TASK GOAL =>
Set out every line of the material below as a JSON list of strings, one string per line, with blank lines omitted.

TASK INPUTS =>
_ _ _ _ _ _ _
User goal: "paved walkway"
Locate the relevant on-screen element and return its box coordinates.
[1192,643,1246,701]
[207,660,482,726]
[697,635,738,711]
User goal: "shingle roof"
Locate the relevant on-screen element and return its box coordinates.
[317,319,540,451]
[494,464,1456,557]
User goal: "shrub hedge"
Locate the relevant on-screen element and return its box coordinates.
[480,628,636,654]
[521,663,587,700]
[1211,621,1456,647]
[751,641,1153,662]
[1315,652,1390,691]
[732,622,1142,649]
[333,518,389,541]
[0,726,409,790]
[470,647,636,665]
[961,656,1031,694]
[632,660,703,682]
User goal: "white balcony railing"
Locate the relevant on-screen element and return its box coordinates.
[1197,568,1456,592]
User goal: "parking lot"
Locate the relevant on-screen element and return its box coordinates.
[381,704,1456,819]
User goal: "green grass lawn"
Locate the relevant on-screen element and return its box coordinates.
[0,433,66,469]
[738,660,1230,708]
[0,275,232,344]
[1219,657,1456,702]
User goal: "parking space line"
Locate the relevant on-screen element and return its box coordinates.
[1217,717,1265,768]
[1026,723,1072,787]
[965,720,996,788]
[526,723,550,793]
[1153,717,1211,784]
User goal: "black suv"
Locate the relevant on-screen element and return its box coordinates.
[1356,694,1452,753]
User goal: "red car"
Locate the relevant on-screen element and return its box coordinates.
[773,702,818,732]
_ _ _ _ _ _ _
OUTPUT FOR THIS TASK =>
[
  "User goal: \"paved walkway\"",
  "Locate the relevant on-screen element and return its box coordinates.",
  "[1192,643,1246,701]",
  "[207,660,482,726]",
  "[697,635,738,711]",
  "User goal: \"shingle roof\"",
  "Locate the relevant on-screen element and return its box coordinates.",
  "[317,319,540,451]",
  "[494,464,1456,557]",
  "User goal: \"shrub hedge\"",
  "Locate the relevant on-screen element and return its box coordinates.",
  "[480,628,636,654]",
  "[521,663,587,700]",
  "[1211,621,1456,647]",
  "[751,641,1153,662]",
  "[1315,652,1390,691]",
  "[732,622,1142,649]",
  "[333,518,389,541]",
  "[0,726,409,790]",
  "[470,647,636,665]",
  "[961,656,1031,694]",
  "[632,660,703,682]",
  "User goal: \"white balcony railing\"",
  "Locate the relevant on-screen element and return its box coordinates.",
  "[1197,568,1456,592]",
  "User goal: \"parking lot\"",
  "Locate the relevant on-screen element and return its box coordinates.",
  "[381,704,1456,819]",
  "User goal: \"green grass lawn\"",
  "Locate the relevant on-screen element and return its box coordinates.",
  "[0,433,66,469]",
  "[738,660,1230,708]",
  "[0,275,232,344]",
  "[1219,657,1456,702]",
  "User goal: \"parking space line\"",
  "Locate the relevant on-screen element and return its box coordinates.",
  "[1217,717,1265,768]",
  "[1026,723,1072,787]",
  "[965,720,996,788]",
  "[526,723,550,793]",
  "[1153,717,1211,784]",
  "User goal: \"black suv\"",
  "Locate the relevant on-screen element and return its box coordinates.",
  "[1356,694,1452,753]",
  "User goal: \"red car\"",
  "Locate the relevant on-screen element and return its box coordinates.",
  "[773,702,818,732]"
]